Directive a
Swap "luminance" for "brightness" in the forum post and write out everything from "Y is a rough" down to "luminance value Y.".

Digital BW, The Print

Not at all.  You're going through a process of thinking that I have gone
through over the last year or so.  I don't have the answers and your
questions probe exactly the gaps in my understanding but here's a start.
The CIE XYZ primary system attempts to model our human sight and XYZ_Y is
the "primary" which seeks to measure luminance IN THE WAY THE EYE SEES IT.
To quote Bruce Fraser in Real World Color Management 2nd Edition pg 41:

"...the primary Y doubles as the average luminance function of the cones -
so a color's Y value is also its luminance"

Y is a rough approximation of our logarithmic response to luminance.  The
uniform colour spaces of LAB and LUV were attempts to create colour spaces
that are perceptually uniform.  This doesn't mean they model the eye any
better but rather that "distances between points in the space predict how
different the two colours will appear to a human observer" (pg 42)  L* is
approximately the cube root of the luminance value Y.

Directive b
Please list every line of the entries below that contains the word "fence". Case counts.

Point annotation entries
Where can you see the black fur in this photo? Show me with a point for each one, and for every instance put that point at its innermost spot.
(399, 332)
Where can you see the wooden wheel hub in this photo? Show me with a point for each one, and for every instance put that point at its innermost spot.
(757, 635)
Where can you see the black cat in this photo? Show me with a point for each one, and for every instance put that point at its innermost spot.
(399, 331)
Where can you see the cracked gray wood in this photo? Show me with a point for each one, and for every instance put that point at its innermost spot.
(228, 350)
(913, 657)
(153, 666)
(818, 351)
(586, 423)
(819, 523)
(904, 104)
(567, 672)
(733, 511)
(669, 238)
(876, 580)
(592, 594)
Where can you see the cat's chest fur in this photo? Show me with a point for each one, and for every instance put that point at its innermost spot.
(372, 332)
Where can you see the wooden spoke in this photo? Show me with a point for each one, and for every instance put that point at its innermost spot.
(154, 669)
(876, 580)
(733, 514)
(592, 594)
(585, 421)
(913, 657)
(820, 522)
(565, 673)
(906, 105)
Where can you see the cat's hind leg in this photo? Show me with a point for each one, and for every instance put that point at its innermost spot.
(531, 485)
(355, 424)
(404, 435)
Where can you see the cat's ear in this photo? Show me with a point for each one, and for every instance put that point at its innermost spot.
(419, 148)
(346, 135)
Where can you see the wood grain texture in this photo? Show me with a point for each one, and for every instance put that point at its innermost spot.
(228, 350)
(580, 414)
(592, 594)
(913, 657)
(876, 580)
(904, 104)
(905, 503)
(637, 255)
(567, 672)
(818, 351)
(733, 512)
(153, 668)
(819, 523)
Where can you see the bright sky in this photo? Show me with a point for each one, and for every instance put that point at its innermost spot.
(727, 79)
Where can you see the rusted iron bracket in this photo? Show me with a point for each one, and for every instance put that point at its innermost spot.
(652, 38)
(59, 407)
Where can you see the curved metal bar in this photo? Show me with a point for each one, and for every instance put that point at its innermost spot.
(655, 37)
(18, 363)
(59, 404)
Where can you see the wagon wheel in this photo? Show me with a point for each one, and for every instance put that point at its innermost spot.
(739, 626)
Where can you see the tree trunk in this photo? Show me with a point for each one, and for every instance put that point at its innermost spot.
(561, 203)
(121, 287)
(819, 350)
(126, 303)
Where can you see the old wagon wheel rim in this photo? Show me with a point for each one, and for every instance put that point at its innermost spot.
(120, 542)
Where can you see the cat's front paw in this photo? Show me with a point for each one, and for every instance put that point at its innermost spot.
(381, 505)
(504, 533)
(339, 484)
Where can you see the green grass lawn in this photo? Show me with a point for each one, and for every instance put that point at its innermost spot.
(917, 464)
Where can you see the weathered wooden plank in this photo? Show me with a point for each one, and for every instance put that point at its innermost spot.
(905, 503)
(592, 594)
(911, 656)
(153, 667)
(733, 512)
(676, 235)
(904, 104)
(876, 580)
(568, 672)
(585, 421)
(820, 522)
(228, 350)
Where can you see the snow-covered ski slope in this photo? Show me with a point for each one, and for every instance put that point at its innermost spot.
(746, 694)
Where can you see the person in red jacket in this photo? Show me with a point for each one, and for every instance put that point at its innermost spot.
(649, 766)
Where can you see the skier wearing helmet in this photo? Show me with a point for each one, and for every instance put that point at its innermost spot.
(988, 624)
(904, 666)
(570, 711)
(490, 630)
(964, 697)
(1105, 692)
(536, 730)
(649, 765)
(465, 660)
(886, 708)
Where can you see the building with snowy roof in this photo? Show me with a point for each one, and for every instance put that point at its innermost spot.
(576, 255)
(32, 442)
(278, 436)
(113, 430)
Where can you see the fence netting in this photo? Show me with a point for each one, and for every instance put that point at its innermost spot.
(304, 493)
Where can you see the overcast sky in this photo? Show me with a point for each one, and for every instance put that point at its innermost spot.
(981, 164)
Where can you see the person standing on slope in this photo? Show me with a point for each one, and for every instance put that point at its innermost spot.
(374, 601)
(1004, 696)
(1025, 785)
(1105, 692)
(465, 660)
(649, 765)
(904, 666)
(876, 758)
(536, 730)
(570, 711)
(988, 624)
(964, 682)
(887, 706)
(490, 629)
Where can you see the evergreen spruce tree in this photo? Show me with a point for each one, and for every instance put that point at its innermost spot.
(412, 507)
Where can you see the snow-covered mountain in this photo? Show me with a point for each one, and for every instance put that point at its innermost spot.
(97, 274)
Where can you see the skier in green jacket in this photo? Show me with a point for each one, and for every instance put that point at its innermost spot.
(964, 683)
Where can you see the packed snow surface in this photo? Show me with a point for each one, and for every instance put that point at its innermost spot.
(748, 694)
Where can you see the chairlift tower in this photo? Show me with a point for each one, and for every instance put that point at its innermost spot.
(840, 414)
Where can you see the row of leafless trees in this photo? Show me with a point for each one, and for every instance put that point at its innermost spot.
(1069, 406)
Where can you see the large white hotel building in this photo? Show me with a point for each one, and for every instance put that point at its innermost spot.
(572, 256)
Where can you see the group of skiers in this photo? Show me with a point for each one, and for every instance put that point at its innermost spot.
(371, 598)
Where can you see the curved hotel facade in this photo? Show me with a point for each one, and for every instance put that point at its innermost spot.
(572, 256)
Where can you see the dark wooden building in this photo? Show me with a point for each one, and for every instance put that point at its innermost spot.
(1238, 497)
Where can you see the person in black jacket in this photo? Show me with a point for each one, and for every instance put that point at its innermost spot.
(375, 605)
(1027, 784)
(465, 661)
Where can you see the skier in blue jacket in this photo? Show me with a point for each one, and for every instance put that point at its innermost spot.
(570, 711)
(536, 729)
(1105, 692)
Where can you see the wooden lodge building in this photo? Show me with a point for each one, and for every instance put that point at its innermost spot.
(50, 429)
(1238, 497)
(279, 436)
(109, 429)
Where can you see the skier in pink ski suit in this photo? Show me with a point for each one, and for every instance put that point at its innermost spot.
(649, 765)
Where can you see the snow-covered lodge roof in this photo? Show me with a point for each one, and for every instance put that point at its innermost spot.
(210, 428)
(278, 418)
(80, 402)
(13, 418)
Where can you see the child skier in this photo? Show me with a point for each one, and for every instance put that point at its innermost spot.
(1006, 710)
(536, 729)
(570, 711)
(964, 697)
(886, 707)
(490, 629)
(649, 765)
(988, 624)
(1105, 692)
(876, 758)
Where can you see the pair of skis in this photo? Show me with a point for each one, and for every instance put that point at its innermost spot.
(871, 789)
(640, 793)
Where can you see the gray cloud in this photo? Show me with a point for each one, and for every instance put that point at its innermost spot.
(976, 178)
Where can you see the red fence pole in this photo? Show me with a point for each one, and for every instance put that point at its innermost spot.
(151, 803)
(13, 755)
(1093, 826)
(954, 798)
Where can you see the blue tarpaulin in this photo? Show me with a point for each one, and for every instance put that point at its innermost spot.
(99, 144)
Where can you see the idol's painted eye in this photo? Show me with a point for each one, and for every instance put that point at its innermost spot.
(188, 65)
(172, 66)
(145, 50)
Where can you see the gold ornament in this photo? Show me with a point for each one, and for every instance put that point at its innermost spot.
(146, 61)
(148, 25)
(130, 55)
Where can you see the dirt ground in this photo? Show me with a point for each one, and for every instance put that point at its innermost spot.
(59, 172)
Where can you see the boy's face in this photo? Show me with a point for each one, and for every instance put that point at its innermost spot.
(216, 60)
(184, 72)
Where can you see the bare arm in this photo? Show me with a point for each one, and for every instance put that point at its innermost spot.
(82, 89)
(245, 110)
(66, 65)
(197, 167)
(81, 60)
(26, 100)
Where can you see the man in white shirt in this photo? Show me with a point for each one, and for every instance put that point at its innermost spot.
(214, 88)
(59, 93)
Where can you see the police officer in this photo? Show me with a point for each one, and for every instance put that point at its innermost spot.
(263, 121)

Correct response a
Y is a rough approximation of our logarithmic response to brightness.  The
uniform colour spaces of LAB and LUV were attempts to create colour spaces
that are perceptually uniform.  This doesn't mean they model the eye any
better but rather that "distances between points in the space predict how
different the two colours will appear to a human observer" (pg 42)  L* is
approximately the cube root of the brightness value Y.

Correct response b
Where can you see the fence netting in this photo? Show me with a point for each one, and for every instance put that point at its innermost spot.
Where can you see the red fence pole in this photo? Show me with a point for each one, and for every instance put that point at its innermost spot.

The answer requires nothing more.